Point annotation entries
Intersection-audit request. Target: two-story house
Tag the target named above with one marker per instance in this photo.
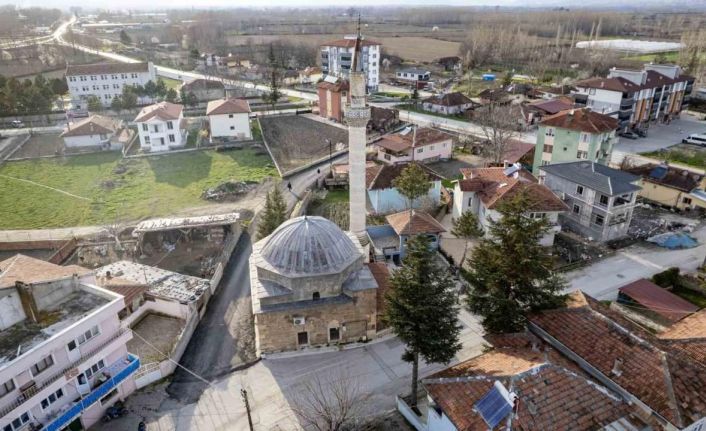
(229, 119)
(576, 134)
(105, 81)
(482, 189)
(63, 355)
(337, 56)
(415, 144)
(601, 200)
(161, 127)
--
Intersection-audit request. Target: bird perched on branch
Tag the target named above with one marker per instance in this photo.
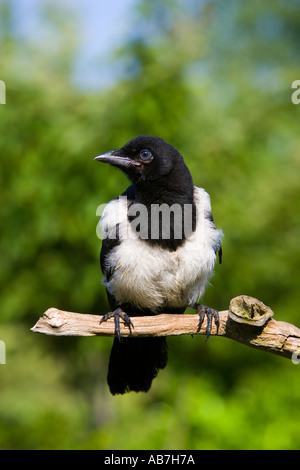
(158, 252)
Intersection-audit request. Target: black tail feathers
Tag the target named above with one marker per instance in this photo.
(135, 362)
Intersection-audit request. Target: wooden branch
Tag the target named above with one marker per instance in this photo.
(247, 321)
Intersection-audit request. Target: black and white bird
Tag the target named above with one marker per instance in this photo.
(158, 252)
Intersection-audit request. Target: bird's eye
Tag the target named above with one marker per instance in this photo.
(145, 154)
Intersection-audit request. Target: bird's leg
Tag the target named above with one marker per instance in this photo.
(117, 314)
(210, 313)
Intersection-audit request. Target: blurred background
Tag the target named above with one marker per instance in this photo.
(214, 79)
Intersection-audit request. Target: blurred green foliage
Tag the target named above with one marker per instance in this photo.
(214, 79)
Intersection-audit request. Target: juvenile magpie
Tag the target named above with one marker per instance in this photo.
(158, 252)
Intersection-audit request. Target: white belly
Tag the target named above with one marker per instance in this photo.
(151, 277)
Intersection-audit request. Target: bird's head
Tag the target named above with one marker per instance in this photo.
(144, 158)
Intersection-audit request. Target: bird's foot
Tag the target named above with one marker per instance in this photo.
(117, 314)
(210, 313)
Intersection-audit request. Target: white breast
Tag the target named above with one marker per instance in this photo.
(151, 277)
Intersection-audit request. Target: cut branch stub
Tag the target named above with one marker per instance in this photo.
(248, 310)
--
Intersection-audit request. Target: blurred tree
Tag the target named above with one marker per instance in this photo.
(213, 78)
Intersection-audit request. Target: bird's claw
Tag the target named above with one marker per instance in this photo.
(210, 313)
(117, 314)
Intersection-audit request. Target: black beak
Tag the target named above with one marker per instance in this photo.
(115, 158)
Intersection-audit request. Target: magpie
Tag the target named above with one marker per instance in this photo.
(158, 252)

## Task requirements:
Report each line in the entries above that contains the string "bird", treating uppercase and lowercase as different.

## Result of the task:
Intersection-audit request. Target: bird perched on branch
Intersection-audit request. Target: black and white bird
Intersection-audit request. Target: bird's eye
Intersection-audit request. Target: bird's leg
Intersection-audit request. Target: bird's head
Intersection-audit request. Target: bird's foot
Intersection-audit request. Target: bird's claw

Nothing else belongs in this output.